Exercise objective>
The data should be duplicated exactly, with every word kept as it is.

Data items
▬▬▬▬▬▬▬▬▬▬
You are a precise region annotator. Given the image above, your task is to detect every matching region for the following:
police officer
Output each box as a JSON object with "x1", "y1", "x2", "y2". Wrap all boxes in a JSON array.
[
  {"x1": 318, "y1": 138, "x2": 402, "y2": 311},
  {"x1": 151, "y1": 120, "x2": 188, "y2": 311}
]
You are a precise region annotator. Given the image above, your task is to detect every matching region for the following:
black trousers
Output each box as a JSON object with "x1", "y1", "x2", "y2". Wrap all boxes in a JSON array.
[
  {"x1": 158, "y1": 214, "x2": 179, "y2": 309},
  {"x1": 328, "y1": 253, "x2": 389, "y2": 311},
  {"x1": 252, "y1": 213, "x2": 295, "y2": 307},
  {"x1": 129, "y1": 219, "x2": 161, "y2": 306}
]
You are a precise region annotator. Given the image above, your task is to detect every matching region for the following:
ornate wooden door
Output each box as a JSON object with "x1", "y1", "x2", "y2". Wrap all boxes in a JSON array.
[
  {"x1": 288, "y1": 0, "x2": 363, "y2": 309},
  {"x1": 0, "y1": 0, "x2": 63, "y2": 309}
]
▬▬▬▬▬▬▬▬▬▬
Solution>
You are a precise region annotator. Given the image above, your task is to detect every matching region for the following:
police officer
Output each box as a JSON object with "x1", "y1", "x2", "y2". Wrap all boxes in a JSON array.
[
  {"x1": 318, "y1": 138, "x2": 402, "y2": 311},
  {"x1": 151, "y1": 120, "x2": 188, "y2": 311}
]
You are a precise region annotator. Given the image above, your task is to detect every matching region for the following:
black trousers
Output each box as a JSON object with "x1", "y1", "x2", "y2". Wrap all boxes in a JSON array.
[
  {"x1": 158, "y1": 214, "x2": 179, "y2": 309},
  {"x1": 328, "y1": 253, "x2": 389, "y2": 311},
  {"x1": 252, "y1": 213, "x2": 295, "y2": 307},
  {"x1": 129, "y1": 219, "x2": 161, "y2": 306}
]
You are a precise region annotator. Given the image above, your task is to detect every matching region for the following:
ornate wooden door
Output each box as a JSON object with "x1", "y1", "x2", "y2". Wrap all boxes in a JSON array.
[
  {"x1": 288, "y1": 0, "x2": 363, "y2": 309},
  {"x1": 0, "y1": 0, "x2": 63, "y2": 309}
]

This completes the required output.